» Action item: Line by line, output the entries below exactly as they appear.

» Available records:
* * * * *

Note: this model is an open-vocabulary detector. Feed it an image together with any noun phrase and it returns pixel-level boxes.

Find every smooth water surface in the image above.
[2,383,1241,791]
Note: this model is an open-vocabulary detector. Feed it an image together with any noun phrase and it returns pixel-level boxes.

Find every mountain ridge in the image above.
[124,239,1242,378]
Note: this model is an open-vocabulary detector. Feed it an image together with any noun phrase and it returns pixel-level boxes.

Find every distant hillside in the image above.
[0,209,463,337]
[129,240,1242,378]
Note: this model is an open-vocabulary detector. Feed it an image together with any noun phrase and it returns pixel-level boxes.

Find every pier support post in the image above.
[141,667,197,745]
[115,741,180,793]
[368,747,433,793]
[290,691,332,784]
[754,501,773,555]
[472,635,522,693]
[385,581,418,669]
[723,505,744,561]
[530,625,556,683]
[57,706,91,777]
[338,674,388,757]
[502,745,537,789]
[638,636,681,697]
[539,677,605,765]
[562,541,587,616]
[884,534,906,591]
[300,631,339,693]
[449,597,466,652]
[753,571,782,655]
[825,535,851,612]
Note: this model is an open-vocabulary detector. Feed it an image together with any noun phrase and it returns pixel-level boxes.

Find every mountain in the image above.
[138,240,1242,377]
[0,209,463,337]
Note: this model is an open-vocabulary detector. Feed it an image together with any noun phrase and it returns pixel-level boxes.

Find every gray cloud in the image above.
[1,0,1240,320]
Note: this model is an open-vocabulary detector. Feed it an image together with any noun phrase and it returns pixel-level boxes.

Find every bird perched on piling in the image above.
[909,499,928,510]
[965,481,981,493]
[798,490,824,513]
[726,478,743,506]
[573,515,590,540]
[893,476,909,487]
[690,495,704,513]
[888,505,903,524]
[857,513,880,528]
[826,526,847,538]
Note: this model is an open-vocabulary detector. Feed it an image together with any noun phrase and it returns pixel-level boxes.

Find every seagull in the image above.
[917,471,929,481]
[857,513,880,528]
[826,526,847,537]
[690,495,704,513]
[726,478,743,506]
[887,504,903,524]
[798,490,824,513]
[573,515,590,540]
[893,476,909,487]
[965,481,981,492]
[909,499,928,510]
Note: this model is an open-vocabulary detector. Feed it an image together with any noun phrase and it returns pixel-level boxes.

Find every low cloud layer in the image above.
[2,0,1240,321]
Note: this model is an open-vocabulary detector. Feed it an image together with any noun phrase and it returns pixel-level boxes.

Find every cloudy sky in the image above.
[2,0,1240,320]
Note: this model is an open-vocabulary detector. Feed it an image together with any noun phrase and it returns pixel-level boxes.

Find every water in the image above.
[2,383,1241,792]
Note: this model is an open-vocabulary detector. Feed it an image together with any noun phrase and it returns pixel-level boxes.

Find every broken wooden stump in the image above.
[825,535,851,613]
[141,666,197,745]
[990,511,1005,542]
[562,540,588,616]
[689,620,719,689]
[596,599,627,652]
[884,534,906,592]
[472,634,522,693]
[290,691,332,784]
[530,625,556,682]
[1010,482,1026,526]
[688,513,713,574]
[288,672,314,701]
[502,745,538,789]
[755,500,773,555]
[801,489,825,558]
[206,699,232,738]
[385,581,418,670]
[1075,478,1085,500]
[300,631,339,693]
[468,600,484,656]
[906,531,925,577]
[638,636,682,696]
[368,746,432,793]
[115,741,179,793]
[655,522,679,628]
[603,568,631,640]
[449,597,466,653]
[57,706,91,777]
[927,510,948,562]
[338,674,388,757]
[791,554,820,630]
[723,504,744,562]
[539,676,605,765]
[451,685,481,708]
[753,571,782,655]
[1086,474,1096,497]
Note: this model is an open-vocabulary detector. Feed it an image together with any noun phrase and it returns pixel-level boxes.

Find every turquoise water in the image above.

* * * * *

» Answer space:
Note: this model is an open-vocabulary detector. Feed it an image together with any noun phrase and it returns pixel-level boxes.

Find every smooth water surface in the image above.
[2,383,1241,791]
Note: this model is an open-vocabulary detector. Feed it an image together with any noun phrase and it returns pixel-level boxes.

Find every mountain ridge in the image above.
[124,239,1242,378]
Note: this model is an open-vocabulary detector. Feed it an image together with any noun phrase and it returns pixel-level boxes.

Find every distant hillside in the image above.
[0,209,463,337]
[129,240,1242,378]
Note: this model is an open-vocabulary detector. Feed it an image together with any noun phrase and it returns pixel-level boxes.

Find every pier support post in the image above.
[141,667,197,745]
[115,741,180,793]
[368,747,433,793]
[290,691,332,784]
[754,501,773,555]
[472,635,522,693]
[385,581,418,669]
[723,505,744,561]
[530,625,556,683]
[57,706,91,777]
[338,674,388,757]
[502,745,537,789]
[638,636,681,697]
[539,677,605,765]
[562,541,587,616]
[884,534,906,591]
[300,631,339,693]
[449,597,466,652]
[753,571,782,655]
[825,535,851,612]
Note: this model is an open-vocabulary detector. Feed it an image together with any noun phrase and it returns pixel-level boxes.

Find every mountain in the image above.
[138,240,1242,377]
[0,209,463,337]
Note: this model is an open-vocabulary detector. Feed it an image together with any noun phrase and it returns pixel-level boxes.

Find every gray cloud in the image above.
[1,0,1240,320]
Note: this model is an open-vocabulary detector. Feed it an image together with any noun phrase and it returns pixel-level boxes.

Find every bird perched on piling in the image above.
[909,499,928,510]
[965,481,981,493]
[798,490,824,513]
[726,478,743,506]
[573,515,590,540]
[893,476,909,487]
[690,495,704,513]
[888,505,903,524]
[857,513,880,528]
[826,526,847,538]
Note: this model is an open-vocabulary detector. Feed it an image together with any noun phrase and it returns pixel-level boxes.

Find every seagull in the image above.
[917,471,929,481]
[857,513,880,528]
[826,526,847,537]
[690,495,704,513]
[726,478,743,506]
[887,504,903,524]
[798,490,824,513]
[573,515,590,540]
[893,476,909,487]
[965,481,981,492]
[909,499,928,510]
Note: this model is an open-vocabulary detector. Feed it an image together with any noun phrase and it returns pixel-level boxes.

Find every low cloud layer in the image above.
[2,0,1240,321]
Note: this model is an open-vocabulary detector. Feed it an image together with any noun phrase and it returns pixel-level boxes.

Find every cloudy sky in the image above.
[2,0,1240,320]
Note: this model is an open-vocabulary detector. Feed it an image together with any noun phrase and it returns pixel-level boxes.

Find every water in the image above.
[2,383,1241,792]
Note: this model is an open-vocabulary detector. Feed it an image together with any noun phrase and it returns pixel-level boxes.

Find every broken wooden stump in the image above.
[825,535,851,613]
[141,666,197,745]
[990,511,1005,542]
[562,540,588,616]
[689,620,719,689]
[596,599,627,652]
[884,534,906,592]
[472,634,522,693]
[290,691,332,784]
[530,625,556,682]
[1010,482,1026,526]
[688,513,713,574]
[288,672,314,701]
[502,745,538,789]
[755,500,773,555]
[801,489,825,558]
[206,699,232,738]
[385,581,418,670]
[1075,478,1085,500]
[300,631,339,693]
[468,600,484,656]
[906,531,925,577]
[638,636,682,696]
[368,746,432,793]
[115,741,179,793]
[655,522,679,628]
[603,568,631,640]
[449,597,466,653]
[57,706,91,777]
[927,510,948,562]
[338,674,388,757]
[791,554,820,630]
[723,504,744,562]
[539,676,605,765]
[451,685,481,708]
[753,571,782,655]
[1086,474,1096,497]
Note: this model is an open-vocabulary detector. Feed it an image together with any noun phrase and it returns pixel-level boxes.

Find every turquoise water in the image above.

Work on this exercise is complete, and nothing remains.